• _EXERCISES_
A – Answer these questions about the cv.cudacodec notebook:
(i) Which GPU was used?
(ii) Which CPU was used?
(iii) Which CMake generator does the build information list?
B – Carry on the cv.cudacodec notebook from the point at which it stops.

• _TEXT BLOCK_
# # #
# cv.cudacodec

In [1]:
import cv2 as cv
import os
import time
import numpy as np

## Transcoding Example

Quick example comparing cv.cudacodec transcoding with cv on ubuntu using python wheel from https://github.com/cudawarped/opencv-python-cuda-wheels/releases/tag/4.6.0.20221102.

GPU: Mobile RTX 3070 Ti (5th gen decoder & 7th gen encoder)

CPU: i7-12700H

The benchmark results are not comparable because CPU hardware decoding was not available for the chosen codecs.

In [2]:
vid_path_in_4k = '/home/b/media/jellyfish-120-mbps-4k-uhd-h264.mkv'
vid_path_in_out_1080p = '/home/b/media/jelly_1080p.hevc'
vid_path_out_1080p = '/home/b/media/jelly.h264'
vid_path_out_1080p_mp4 = '/home/b/media/jelly.mp4'

In [3]:
print(cv.getBuildInformation())


  Version control:               4.6.0-504-gee9137f176

  Extra modules:
    Location (extra):            /home/b/repos/opencv/opencv-python/opencv_contrib/modules
    Version control (extra):     4.6.0-106-g9d84eaed

  Platform:
    Timestamp:                   2022-11-02T16:24:13Z
    Host:                        Linux 5.10.16.3-microsoft-standard-WSL2 x86_64
    CMake:                       3.24.1
    CMake generator:             Ninja
    CMake build tool:            /usr/bin/ninja
    Configuration:               Release

  CPU/HW features:
    Baseline:                    SSE SSE2 SSE3
      requested:                 SSE3
    Dispatched code generation:  SSE4_1 SSE4_2 FP16 AVX AVX2 AVX512_SKX
      requested:                 SSE4_1 SSE4_2 AVX FP16 AVX2 AVX512_SKX
      SSE4_1 (16 files):         + SSSE3 SSE4_1
      SSE4_2 (1 files):          + SSSE3 SSE4_1 POPCNT SSE4_2
      FP16 (0 files):            + SSSE3 SSE4_1 POPCNT SSE4_2 FP16 AVX
      AVX (4 files):             + SS

### GPU

In [4]:
def transcode(vid_path_in, vid_path_out, codec = cv.cudacodec.H264, params = cv.cudacodec_VideoReaderInitParams()):
    reader = cv.cudacodec.createVideoReader(vid_path_in,params=params)
    reader.set(cv.cudacodec.COLOR_FORMAT_BGR)
    format = reader.format()
    if params.targetSz != (0,0):
        w,h = params.targetSz
    else:
        w,h = (format.width,format.height)
        
    frame = cv.cuda.GpuMat(h,w,cv.CV_8UC3)
    writer = cv.cudacodec.createVideoWriter(vid_path_out,[w,h],codec)
    n_frames = 0
    start = time.time()
    ret, _ = reader.nextFrame(frame)
    while(ret):
        n_frames += 1
        writer.write(frame)
        ret, _ = reader.nextFrame(frame)
# # #
• _GIVEN INFORMATION_
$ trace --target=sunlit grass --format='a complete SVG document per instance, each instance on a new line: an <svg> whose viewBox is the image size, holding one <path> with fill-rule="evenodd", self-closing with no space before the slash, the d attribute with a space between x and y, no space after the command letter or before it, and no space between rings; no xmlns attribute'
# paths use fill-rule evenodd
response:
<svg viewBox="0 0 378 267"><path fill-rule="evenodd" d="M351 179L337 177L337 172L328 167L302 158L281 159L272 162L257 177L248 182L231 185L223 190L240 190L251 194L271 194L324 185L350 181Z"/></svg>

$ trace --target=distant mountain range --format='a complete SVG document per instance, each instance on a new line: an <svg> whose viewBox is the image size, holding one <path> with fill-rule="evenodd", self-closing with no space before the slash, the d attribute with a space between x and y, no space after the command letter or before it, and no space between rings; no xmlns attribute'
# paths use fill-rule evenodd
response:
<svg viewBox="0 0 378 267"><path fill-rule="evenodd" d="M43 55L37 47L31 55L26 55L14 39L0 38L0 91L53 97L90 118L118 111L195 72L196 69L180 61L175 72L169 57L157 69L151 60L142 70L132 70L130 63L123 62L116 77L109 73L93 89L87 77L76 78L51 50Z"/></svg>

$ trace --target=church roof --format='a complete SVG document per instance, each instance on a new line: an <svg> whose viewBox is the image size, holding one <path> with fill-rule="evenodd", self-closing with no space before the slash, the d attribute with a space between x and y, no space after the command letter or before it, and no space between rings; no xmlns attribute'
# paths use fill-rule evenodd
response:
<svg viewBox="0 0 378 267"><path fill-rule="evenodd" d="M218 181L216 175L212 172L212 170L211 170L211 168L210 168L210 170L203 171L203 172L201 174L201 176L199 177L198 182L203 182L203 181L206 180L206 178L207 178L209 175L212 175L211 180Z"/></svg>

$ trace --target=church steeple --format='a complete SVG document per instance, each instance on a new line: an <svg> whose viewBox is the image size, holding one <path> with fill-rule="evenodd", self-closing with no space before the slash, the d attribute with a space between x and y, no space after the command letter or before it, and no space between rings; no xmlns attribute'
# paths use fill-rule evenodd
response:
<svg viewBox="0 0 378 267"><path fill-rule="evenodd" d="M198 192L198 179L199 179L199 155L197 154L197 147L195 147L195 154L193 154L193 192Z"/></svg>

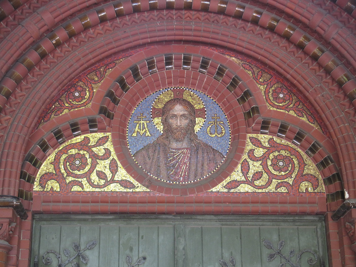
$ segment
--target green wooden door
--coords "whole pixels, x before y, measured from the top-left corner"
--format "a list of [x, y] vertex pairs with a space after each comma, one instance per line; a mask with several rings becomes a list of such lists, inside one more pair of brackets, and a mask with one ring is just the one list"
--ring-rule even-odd
[[35, 267], [328, 266], [318, 216], [41, 215], [33, 236]]

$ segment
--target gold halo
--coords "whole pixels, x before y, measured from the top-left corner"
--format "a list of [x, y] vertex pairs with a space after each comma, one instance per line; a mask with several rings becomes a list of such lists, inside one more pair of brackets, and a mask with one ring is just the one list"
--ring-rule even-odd
[[[173, 88], [165, 91], [160, 94], [153, 101], [151, 109], [151, 117], [156, 127], [160, 132], [163, 132], [163, 125], [161, 121], [162, 108], [167, 101], [175, 98], [184, 98], [189, 101], [195, 108], [195, 126], [194, 130], [195, 133], [197, 132], [205, 122], [206, 114], [205, 105], [201, 99], [195, 93], [181, 87]], [[155, 115], [153, 113], [158, 113], [159, 115]], [[200, 115], [197, 115], [197, 113], [200, 114]]]

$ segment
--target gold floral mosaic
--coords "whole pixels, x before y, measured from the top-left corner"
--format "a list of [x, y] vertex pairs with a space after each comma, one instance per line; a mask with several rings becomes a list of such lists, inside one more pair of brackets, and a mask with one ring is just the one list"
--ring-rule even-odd
[[241, 162], [212, 192], [324, 192], [315, 164], [299, 148], [283, 139], [249, 135]]
[[40, 168], [33, 190], [148, 191], [120, 164], [111, 134], [98, 133], [75, 137], [56, 149]]

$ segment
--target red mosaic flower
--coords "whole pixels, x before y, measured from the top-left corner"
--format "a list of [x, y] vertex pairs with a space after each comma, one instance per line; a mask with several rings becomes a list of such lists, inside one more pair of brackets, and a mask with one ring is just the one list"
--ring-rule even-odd
[[292, 98], [289, 91], [285, 88], [277, 87], [272, 90], [272, 98], [279, 104], [286, 103]]
[[67, 97], [70, 100], [79, 103], [85, 99], [87, 91], [85, 88], [77, 85], [71, 87], [67, 93]]
[[84, 170], [88, 164], [87, 157], [80, 153], [69, 155], [68, 156], [68, 161], [69, 168], [73, 171]]
[[290, 166], [292, 159], [290, 157], [279, 154], [274, 156], [271, 161], [271, 166], [276, 172], [286, 172]]

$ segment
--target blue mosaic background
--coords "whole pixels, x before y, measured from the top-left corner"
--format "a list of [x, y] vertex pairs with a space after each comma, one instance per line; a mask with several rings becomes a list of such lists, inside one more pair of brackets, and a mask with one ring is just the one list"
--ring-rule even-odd
[[[162, 134], [156, 127], [152, 121], [151, 117], [151, 107], [156, 98], [160, 94], [168, 90], [169, 89], [160, 90], [148, 96], [138, 105], [132, 113], [129, 121], [127, 128], [127, 141], [129, 147], [133, 155], [144, 146], [153, 142]], [[224, 156], [226, 156], [230, 142], [230, 128], [226, 116], [216, 103], [206, 95], [196, 90], [189, 90], [194, 92], [201, 99], [206, 109], [206, 118], [203, 127], [197, 133], [198, 137], [200, 140], [220, 151]], [[137, 134], [137, 136], [131, 136], [136, 127], [136, 124], [134, 123], [134, 121], [140, 120], [137, 119], [137, 116], [140, 116], [141, 113], [146, 116], [144, 120], [150, 121], [150, 122], [147, 123], [147, 125], [151, 136], [146, 136], [145, 133], [144, 133], [142, 136], [139, 134]], [[209, 122], [214, 120], [211, 117], [214, 116], [215, 114], [218, 117], [220, 117], [218, 120], [224, 122], [223, 126], [225, 132], [225, 134], [222, 137], [216, 136], [211, 137], [206, 131], [209, 125]], [[218, 132], [220, 133], [221, 132], [220, 127], [218, 127]], [[215, 127], [213, 126], [211, 128], [210, 131], [213, 133], [215, 131]]]

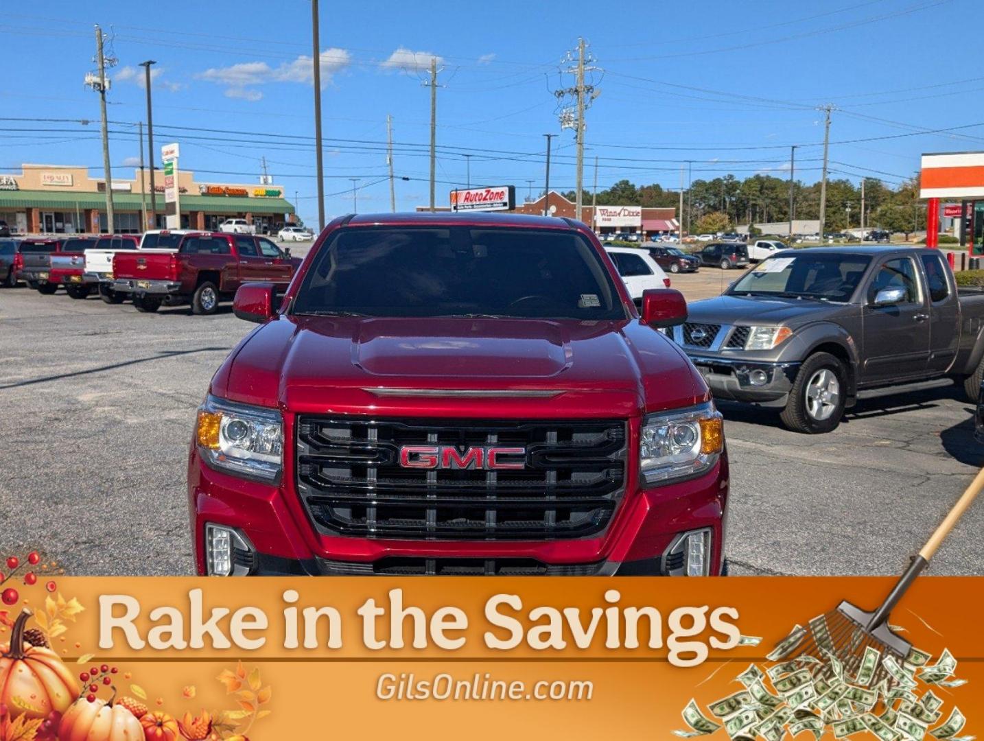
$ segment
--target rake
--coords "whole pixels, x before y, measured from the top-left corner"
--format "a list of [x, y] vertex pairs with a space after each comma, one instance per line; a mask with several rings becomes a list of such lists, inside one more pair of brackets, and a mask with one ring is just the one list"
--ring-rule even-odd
# # #
• _ANSWERS TO THE PROBLEMS_
A –
(i) Mobile RTX 3070 Ti (5th gen decoder & 7th gen encoder)
(ii) i7-12700H
(iii) Ninja

B –
    writer.release()
    end = time.time()
    return n_frames/(end - start), n_frames;

First convert 4K(h264) to 1080p(hevc) for benchmarking

In [5]:
params = cv.cudacodec_VideoReaderInitParams()
params.targetSz = (1920,1080)
fps, n_frames = transcode(vid_path_in_4k,vid_path_in_out_1080p,cv.cudacodec.HEVC,params)
print(f'Transcoded {n_frames} frames from 4k(h264) to 1080p(hevc) at fps= {fps:.2f}')

Transcoded 900 frames from 4k(h264) to 1080p(hevc) at fps= 130.99


Benchmark 1080p transcoding - timings will be slightly optimistic because decoding begins as soon as the VideoWriter is created

In [6]:
params = cv.cudacodec_VideoReaderInitParams()
params.targetSz = (1920,1080)
fps, n_frames = transcode(vid_path_in_out_1080p,vid_path_out_1080p,cv.cudacodec.H264,params)
print(f'Transcoded {n_frames} frames from 1080p(hevc) to 1080p(h264) at fps = {fps:.2f}')

Transcoded 900 frames from 1080p(hevc) to 1080p(h264) at fps = 544.81


### CPU

Hardware acceleration does not appear to be available for this codec

In [7]:
def transcode_cpu(vid_path_in, vid_path_out):    
    cap = cv.VideoCapture(vid_path_in,cv.CAP_FFMPEG,(cv.CAP_PROP_HW_ACCELERATION, cv.VIDEO_ACCELERATION_ANY))
    #fourcc = cv.VideoWriter_fourcc(*"mp4v")
    fourcc = cv.VideoWriter_fourcc(*"avc1")
    fps = cap.get(cv.CAP_PROP_FPS)
    width = int(cap.get(cv.CAP_PROP_FRAME_WIDTH))
    height = int(cap.get(cv.CAP_PROP_FRAME_HEIGHT))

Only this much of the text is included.